▶ Dataset records
-=-=-=-=-

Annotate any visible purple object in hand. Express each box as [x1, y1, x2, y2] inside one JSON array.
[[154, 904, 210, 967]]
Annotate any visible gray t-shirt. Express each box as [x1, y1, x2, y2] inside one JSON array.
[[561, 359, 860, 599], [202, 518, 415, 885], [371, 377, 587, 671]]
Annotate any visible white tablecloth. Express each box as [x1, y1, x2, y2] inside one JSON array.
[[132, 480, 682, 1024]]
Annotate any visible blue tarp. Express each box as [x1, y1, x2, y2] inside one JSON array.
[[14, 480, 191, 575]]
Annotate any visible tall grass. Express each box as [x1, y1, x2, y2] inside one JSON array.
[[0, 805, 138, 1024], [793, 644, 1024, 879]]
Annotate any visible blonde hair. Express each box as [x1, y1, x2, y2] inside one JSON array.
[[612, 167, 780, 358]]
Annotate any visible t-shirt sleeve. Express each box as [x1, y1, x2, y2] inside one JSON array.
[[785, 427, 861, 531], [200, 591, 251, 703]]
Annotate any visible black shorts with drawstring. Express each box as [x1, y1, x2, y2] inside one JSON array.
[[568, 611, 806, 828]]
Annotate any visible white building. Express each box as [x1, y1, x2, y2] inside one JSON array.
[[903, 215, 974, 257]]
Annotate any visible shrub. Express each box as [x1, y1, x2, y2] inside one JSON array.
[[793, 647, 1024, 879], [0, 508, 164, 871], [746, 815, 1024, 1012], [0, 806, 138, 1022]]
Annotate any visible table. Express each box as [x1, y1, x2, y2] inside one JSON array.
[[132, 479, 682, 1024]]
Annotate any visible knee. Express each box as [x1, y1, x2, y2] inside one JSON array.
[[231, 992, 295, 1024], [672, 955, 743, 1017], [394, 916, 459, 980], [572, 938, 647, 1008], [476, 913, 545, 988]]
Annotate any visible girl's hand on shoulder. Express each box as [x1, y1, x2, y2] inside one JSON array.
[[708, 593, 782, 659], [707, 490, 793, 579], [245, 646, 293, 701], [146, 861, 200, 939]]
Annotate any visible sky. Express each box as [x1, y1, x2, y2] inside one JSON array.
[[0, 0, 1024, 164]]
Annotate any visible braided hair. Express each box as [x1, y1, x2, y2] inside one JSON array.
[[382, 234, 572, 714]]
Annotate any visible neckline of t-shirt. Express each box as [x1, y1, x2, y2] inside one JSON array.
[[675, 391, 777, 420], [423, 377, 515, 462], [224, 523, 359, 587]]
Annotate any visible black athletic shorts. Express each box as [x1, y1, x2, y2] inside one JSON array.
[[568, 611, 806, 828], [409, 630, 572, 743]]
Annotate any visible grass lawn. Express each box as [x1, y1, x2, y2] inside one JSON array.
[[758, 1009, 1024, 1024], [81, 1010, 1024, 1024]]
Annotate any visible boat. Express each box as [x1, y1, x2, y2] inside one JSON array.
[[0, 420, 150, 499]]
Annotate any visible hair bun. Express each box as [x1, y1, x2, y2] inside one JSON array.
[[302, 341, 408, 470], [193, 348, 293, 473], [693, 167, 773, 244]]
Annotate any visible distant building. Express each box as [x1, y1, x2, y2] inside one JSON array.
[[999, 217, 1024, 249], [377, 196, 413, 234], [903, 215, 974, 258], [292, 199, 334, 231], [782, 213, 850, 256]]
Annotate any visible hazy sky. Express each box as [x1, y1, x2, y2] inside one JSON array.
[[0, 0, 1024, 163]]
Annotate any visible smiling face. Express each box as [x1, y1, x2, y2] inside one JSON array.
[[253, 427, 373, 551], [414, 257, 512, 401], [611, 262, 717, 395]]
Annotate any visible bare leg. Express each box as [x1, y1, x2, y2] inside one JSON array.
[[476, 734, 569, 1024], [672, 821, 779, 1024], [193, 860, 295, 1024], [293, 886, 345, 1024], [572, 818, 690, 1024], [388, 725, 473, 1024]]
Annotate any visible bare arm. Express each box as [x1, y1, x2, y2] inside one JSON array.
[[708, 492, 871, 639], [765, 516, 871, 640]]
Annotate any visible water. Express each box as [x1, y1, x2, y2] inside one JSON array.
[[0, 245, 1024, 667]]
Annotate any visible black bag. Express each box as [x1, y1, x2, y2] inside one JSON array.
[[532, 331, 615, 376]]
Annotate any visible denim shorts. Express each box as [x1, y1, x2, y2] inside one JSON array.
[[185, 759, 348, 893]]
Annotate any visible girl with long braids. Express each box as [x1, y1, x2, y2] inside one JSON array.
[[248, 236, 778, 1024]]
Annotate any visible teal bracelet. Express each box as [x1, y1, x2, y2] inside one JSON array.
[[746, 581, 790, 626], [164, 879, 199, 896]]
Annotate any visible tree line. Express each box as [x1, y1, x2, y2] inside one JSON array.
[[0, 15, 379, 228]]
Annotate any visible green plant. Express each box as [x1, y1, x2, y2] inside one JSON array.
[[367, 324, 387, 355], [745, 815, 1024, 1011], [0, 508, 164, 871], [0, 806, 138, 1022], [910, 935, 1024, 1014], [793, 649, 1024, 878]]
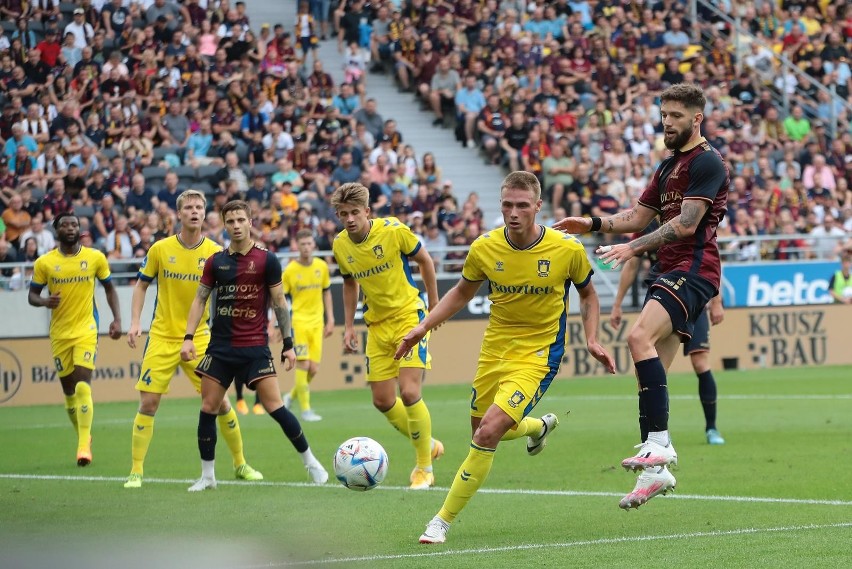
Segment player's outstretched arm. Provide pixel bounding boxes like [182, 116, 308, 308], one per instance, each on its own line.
[577, 281, 615, 373]
[597, 199, 709, 269]
[553, 204, 657, 234]
[343, 278, 359, 354]
[127, 279, 151, 349]
[101, 281, 121, 340]
[411, 247, 438, 311]
[269, 283, 296, 371]
[393, 279, 482, 360]
[609, 257, 641, 328]
[180, 284, 213, 362]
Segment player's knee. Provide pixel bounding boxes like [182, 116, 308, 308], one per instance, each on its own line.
[627, 326, 653, 354]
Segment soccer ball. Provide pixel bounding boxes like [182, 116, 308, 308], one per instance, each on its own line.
[334, 437, 388, 492]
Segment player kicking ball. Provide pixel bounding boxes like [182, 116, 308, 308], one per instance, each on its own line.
[180, 200, 328, 492]
[395, 172, 615, 543]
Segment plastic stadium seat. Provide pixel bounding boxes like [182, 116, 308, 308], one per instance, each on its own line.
[142, 166, 169, 181]
[254, 163, 278, 178]
[195, 164, 222, 183]
[74, 205, 95, 219]
[172, 166, 198, 184]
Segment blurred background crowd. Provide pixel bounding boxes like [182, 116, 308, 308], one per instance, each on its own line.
[0, 0, 852, 290]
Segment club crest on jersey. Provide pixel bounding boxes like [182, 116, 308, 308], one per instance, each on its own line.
[509, 391, 527, 409]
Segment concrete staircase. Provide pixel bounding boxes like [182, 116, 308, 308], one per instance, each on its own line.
[247, 0, 504, 228]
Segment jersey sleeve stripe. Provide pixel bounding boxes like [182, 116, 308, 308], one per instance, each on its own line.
[405, 241, 423, 257]
[574, 270, 595, 289]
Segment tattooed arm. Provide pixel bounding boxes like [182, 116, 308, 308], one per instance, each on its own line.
[629, 199, 709, 255]
[553, 204, 657, 234]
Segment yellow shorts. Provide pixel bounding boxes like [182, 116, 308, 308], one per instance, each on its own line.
[50, 338, 98, 377]
[136, 334, 210, 393]
[470, 358, 558, 423]
[293, 323, 324, 362]
[365, 310, 432, 381]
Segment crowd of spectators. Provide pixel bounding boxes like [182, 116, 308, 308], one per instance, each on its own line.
[0, 0, 852, 290]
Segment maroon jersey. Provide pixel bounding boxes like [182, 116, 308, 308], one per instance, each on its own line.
[201, 245, 281, 353]
[639, 141, 731, 290]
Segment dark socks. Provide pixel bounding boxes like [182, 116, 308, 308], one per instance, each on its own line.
[269, 406, 308, 452]
[198, 411, 216, 460]
[698, 369, 716, 430]
[636, 358, 669, 432]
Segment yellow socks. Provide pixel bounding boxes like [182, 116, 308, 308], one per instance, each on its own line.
[405, 399, 432, 470]
[438, 442, 496, 523]
[500, 417, 544, 441]
[74, 381, 95, 449]
[65, 394, 77, 432]
[217, 407, 246, 468]
[292, 368, 311, 411]
[382, 397, 411, 438]
[130, 413, 154, 476]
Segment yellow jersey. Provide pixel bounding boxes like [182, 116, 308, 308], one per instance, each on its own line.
[462, 227, 593, 368]
[281, 257, 331, 327]
[332, 217, 426, 324]
[139, 235, 222, 341]
[30, 246, 111, 340]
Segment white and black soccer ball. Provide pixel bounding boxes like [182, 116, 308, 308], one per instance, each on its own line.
[334, 437, 388, 492]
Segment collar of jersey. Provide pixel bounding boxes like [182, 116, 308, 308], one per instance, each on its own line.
[503, 225, 544, 251]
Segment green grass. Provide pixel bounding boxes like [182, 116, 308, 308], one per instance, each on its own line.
[0, 367, 852, 568]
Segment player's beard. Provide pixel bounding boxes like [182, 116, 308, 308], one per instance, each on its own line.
[663, 125, 695, 150]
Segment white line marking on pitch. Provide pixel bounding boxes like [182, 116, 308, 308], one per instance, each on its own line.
[0, 474, 852, 507]
[240, 522, 852, 569]
[0, 393, 852, 430]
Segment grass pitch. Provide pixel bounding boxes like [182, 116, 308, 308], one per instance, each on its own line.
[0, 367, 852, 569]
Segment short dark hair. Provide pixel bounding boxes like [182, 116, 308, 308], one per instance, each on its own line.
[53, 211, 80, 230]
[222, 200, 251, 220]
[660, 83, 707, 113]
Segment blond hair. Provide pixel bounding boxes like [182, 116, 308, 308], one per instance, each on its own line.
[500, 170, 541, 201]
[331, 182, 370, 209]
[177, 190, 207, 211]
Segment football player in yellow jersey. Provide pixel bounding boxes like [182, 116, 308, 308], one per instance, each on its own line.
[331, 183, 444, 490]
[281, 229, 334, 422]
[28, 213, 121, 466]
[124, 190, 263, 488]
[396, 172, 615, 543]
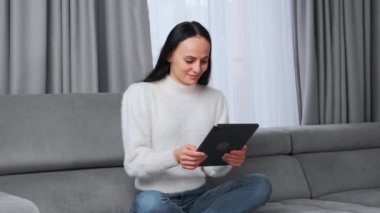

-=-=-=-=-

Rewrite the stretch of records from the line containing "Segment football player" through the end of the records as a two-column CSV with the headers "instruction" and "boxes", one row per request. Quote each field, replace line breaks with spaces, and leave out the pictures.

instruction,boxes
"Segment football player in yellow jersey. Provide pixel bounding boxes like [182, 116, 308, 308], one per instance, each on its own line.","[331, 183, 444, 490] [281, 229, 334, 422] [28, 213, 121, 466] [124, 190, 263, 488] [396, 172, 615, 543]"